AIM OF THE EXERCISE: Copy out, unchanged, the lines from the one containing "the red cabin" through the very last line, including both.

--- BEGIN DATA SHOWN ---

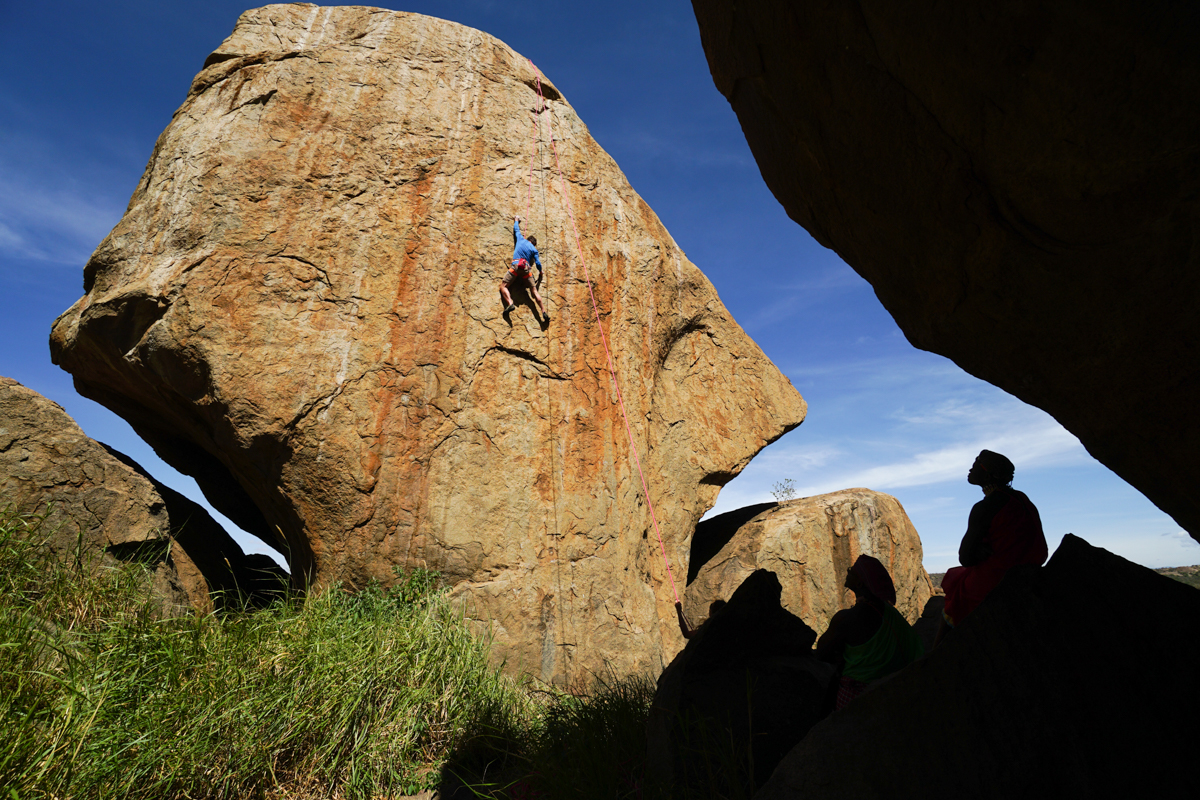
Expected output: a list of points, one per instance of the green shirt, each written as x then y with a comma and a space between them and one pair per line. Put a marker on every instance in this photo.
893, 647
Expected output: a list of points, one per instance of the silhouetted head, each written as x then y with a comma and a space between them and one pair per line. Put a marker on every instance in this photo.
869, 575
990, 469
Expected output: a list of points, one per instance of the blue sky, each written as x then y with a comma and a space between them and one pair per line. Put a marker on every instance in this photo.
87, 88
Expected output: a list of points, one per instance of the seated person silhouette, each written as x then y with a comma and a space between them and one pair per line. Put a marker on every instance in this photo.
871, 639
1002, 531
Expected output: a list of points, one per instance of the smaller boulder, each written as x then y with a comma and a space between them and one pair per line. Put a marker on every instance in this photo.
742, 693
809, 543
96, 499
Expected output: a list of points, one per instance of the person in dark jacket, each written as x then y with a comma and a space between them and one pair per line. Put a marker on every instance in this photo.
1003, 530
525, 256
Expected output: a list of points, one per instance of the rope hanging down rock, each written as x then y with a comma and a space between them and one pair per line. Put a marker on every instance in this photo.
595, 308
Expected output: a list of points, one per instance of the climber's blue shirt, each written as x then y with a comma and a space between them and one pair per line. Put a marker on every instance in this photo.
523, 248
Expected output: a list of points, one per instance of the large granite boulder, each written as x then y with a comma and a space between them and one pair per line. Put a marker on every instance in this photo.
1075, 679
809, 543
1019, 181
97, 499
300, 310
742, 693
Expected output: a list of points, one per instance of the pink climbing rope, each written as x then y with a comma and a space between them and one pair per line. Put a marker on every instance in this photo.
595, 308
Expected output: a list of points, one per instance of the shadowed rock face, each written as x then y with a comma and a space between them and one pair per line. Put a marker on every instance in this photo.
1066, 681
737, 698
300, 310
810, 543
1019, 182
99, 499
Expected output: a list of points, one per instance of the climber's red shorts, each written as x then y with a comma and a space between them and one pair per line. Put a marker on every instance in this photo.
519, 271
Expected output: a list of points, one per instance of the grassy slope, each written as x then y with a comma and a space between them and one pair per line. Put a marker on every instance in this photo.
373, 695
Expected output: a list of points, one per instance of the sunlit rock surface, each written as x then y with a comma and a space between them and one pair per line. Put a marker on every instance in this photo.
810, 543
1020, 184
99, 505
300, 310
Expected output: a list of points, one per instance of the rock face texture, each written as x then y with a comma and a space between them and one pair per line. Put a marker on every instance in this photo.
1019, 181
1065, 683
744, 691
101, 500
300, 310
810, 543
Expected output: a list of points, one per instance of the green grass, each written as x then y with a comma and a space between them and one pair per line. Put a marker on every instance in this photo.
378, 693
355, 696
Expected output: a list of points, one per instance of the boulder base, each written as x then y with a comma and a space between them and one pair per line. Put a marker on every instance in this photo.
742, 693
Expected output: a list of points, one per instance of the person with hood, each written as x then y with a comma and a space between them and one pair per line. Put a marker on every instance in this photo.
871, 639
525, 256
1003, 530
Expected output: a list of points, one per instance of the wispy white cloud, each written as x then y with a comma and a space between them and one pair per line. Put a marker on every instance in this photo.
48, 211
1043, 445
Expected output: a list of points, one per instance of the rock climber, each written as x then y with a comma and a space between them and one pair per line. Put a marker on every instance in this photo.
1002, 531
525, 256
871, 639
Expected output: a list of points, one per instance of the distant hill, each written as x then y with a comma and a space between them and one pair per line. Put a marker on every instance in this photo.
1188, 575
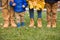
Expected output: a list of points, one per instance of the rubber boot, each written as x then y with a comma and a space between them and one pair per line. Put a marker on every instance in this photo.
13, 24
31, 22
39, 23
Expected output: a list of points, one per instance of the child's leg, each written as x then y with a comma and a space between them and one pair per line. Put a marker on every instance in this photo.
17, 19
22, 18
12, 14
5, 13
54, 16
48, 6
39, 23
31, 12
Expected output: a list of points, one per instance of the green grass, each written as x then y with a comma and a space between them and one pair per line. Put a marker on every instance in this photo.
26, 33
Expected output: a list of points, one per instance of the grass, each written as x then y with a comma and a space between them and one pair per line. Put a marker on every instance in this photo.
26, 33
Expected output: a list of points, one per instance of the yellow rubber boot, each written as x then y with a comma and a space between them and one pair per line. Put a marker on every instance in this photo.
39, 23
31, 22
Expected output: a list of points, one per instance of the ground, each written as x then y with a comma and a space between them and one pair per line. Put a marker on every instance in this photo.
26, 33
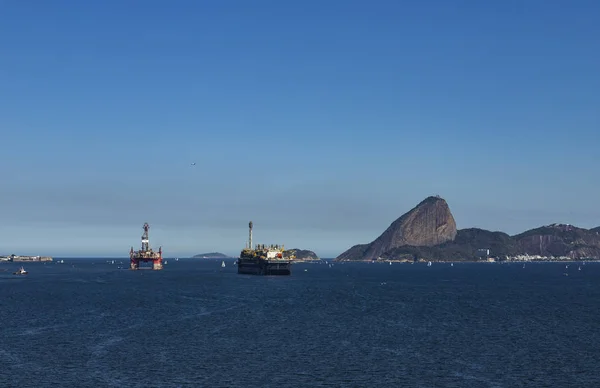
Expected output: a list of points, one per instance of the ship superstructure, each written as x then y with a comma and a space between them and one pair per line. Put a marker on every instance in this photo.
146, 254
263, 259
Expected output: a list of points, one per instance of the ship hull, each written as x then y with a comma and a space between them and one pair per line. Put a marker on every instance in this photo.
263, 267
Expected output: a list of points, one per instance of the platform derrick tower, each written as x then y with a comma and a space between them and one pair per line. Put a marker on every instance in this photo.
146, 254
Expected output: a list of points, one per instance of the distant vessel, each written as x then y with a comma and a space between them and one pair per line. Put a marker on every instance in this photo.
263, 259
146, 254
20, 271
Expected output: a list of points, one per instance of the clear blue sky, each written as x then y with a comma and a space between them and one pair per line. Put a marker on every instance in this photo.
321, 121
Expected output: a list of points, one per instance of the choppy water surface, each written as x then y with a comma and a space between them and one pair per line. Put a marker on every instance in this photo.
86, 323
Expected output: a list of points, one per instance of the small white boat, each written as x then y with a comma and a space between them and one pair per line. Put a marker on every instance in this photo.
20, 271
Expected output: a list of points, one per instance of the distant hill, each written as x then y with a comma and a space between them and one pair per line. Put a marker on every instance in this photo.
301, 254
212, 255
428, 231
428, 224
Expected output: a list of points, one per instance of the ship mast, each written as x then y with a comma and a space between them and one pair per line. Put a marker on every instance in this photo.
145, 240
250, 235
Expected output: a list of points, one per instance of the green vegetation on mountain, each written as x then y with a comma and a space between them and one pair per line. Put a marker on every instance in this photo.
428, 232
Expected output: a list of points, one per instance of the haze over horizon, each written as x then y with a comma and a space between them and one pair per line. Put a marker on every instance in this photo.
322, 122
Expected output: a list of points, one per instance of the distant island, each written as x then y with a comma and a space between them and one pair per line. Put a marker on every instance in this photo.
212, 255
428, 233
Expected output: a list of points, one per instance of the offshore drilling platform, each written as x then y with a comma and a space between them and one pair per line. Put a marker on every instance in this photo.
146, 254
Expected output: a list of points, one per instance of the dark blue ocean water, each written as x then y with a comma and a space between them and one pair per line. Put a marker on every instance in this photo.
86, 323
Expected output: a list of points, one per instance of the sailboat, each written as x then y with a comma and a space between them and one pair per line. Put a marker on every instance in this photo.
20, 271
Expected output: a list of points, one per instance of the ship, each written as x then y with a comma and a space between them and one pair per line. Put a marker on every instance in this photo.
146, 254
20, 271
263, 259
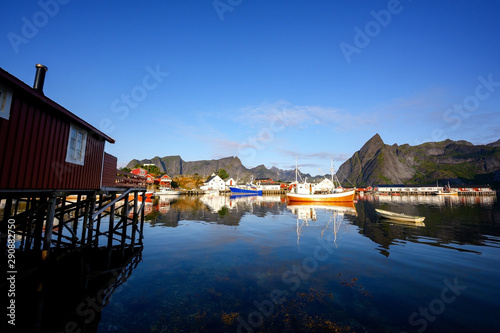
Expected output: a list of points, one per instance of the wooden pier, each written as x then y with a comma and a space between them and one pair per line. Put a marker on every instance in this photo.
59, 191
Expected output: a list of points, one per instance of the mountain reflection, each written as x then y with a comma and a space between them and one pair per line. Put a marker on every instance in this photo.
449, 221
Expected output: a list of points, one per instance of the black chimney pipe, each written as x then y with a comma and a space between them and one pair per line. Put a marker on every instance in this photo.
39, 77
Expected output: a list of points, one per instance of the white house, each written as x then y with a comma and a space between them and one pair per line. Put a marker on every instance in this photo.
213, 183
230, 182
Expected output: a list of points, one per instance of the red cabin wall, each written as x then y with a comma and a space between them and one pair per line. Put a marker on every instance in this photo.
33, 143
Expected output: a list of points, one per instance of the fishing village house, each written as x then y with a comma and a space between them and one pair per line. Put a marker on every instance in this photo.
150, 179
165, 181
230, 182
214, 182
140, 172
48, 154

--- END DATA SHOWN ---

WRITTEN ANSWER:
Expected output: a list of points, one per instance of the red cabin wall, each written as x then y with a comma and a space between them and one pair per line. Put a marker on every instance in this photo.
33, 143
Expected output: a list of points, one per instance of the fishing village house, each written as x then y with a comma and a space between them and one pair per line. Put a marker on every instance in this photo.
150, 179
165, 181
230, 182
214, 182
140, 172
48, 154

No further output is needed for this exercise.